▶ _TEXTO APRESENTADO_
* * *

Manuel Carvalho, Margarida Gomes e Patrícia Carvalho, in Público on-line
Rui Moreira diz que encontrou a “casa arrumada” quando chegou à Câmara do Porto. E que não mudou as chefias, “as pessoas que estavam eram pessoas competentes”. Mas também herdou assuntos complicados, como o Bairro do Aleixo ou o Parque da Cidade.
O que responde aos que justificam a aparente tranquilidade do seu mandato com a herança de Rui Rio?
A cidade deve muito ao meu antecessor. O que lhe devemos, principalmente? Termos encontrado uma casa arrumada, quer sob o ponto de vista das contas, que é a coisa mais visível, quer sob o ponto de vista da estrutura da câmara. Nós praticamente não mudámos as chefias, o que quer dizer que as pessoas que estavam eram pessoas competentes. A máquina funcionava bem, estava oleada, e isso ajuda.
Mas encontrou também assuntos complicados, como o Bairro do Aleixo ou processos judiciais onde se exigiam milhões de euros de indemnizações à câmara.
Encontrei. O meu antecessor entendia, e isso se calhar era uma posição defensiva, que eu compreendo, que a Câmara do Porto devia litigar até ao fim. E portanto devia só in extremis se devia chegar a acordos extrajudiciais. Ora eu entendi que ainda que isso possa ser defensável do ponto de vista político, acaba por adiar as questões e ficamos sempre aqui com um ónus. Eu tenho procurado resolver as coisas de outra maneira, procurando acordos extrajudiciais, nalguns casos com muito êxito. Veja-se o caso da Associação Porto Digital, em que tínhamos sido condenados em arbitragem, e não havia recurso, a pagar quatro milhões de euros e conseguimos fechar por 1.950 milhões. Temos também praticamente resolvido com a EDP a questão da rua do Ouro, que era um assunto que se arrastava. Ou seja, o problema dos processos judiciais levados até ao fim faz sentido num estado de direito. Sobre o ponto de vista patrimonial, eu acredito que é melhor resolver os assuntos pela via extrajudicial para evitar as bombas-relógio das quais a cidade já foi vítima. O caso do Parque da Cidade é o caso mais evidente.
O seu mandato vai continuar a ter como âncora essencial a Cultura, como até agora?
Quando apresentei o meu manifesto disse que havia três prioridades: a coesão social, a cultura e a economia, que de alguma forma ligava a cultura à coesão. Logicamente a cultura é mais visível. Para já porque tenho um vereador da cultura excepcional, que tem conseguido com pouco fazer muito. Mas julgo que o que estamos a fazer na coesão social é uma marca que vai ficar.
O que tem para apresentar nessa área?

* * *

▶ _ENTRADAS DE DADOS_

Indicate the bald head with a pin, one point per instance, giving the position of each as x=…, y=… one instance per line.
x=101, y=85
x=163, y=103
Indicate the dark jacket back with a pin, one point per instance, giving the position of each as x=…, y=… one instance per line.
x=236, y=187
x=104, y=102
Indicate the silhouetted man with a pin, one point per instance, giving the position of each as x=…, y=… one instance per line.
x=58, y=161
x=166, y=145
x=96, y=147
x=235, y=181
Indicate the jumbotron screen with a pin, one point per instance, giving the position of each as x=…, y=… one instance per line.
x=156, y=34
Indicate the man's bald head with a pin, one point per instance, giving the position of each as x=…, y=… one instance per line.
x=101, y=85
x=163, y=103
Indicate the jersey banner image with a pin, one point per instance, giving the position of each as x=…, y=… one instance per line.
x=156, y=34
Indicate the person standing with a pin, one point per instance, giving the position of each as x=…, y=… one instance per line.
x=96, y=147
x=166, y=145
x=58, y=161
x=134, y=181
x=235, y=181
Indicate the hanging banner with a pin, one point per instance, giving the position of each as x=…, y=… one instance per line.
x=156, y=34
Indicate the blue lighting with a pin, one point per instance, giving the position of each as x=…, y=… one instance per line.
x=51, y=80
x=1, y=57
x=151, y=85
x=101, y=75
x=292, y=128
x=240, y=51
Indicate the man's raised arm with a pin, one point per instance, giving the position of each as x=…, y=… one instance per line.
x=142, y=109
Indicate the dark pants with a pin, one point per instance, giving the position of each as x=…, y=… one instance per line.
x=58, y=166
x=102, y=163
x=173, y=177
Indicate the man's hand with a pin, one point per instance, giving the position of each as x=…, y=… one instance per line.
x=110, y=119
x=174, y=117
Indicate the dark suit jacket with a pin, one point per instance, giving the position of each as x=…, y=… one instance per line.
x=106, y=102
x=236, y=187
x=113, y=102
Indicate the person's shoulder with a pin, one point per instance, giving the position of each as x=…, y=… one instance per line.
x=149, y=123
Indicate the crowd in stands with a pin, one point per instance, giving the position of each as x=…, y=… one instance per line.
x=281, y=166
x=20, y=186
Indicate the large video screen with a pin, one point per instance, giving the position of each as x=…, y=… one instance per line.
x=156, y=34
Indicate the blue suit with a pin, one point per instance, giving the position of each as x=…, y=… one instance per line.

* * *

▶ _TAREFAS PEDIDAS_
[1] Segundo o texto apresentado, quais eram as três prioridades que Rui Moreira indicou no seu manifesto?
[2] Devolva sem alterações a parte da listagem que abre com a linha que contém "Indicate the dark suit" e segue até ao fim da listagem, incluindo essa primeira linha e a última.
A listagem não tem qualquer relação com o texto apresentado.

▶ _RESPOSTAS ESCRITAS_
[1] A coesão social, a cultura e a economia.

[2]
Indicate the dark suit jacket with a pin, one point per instance, giving the position of each as x=…, y=… one instance per line.
x=106, y=102
x=236, y=187
x=113, y=102
Indicate the person's shoulder with a pin, one point per instance, giving the position of each as x=…, y=… one instance per line.
x=149, y=123
Indicate the crowd in stands with a pin, one point per instance, giving the position of each as x=…, y=… one instance per line.
x=281, y=166
x=20, y=186
Indicate the large video screen with a pin, one point per instance, giving the position of each as x=…, y=… one instance per line.
x=156, y=34
Indicate the blue suit with a pin, one point per instance, giving the position of each as x=…, y=… one instance per line.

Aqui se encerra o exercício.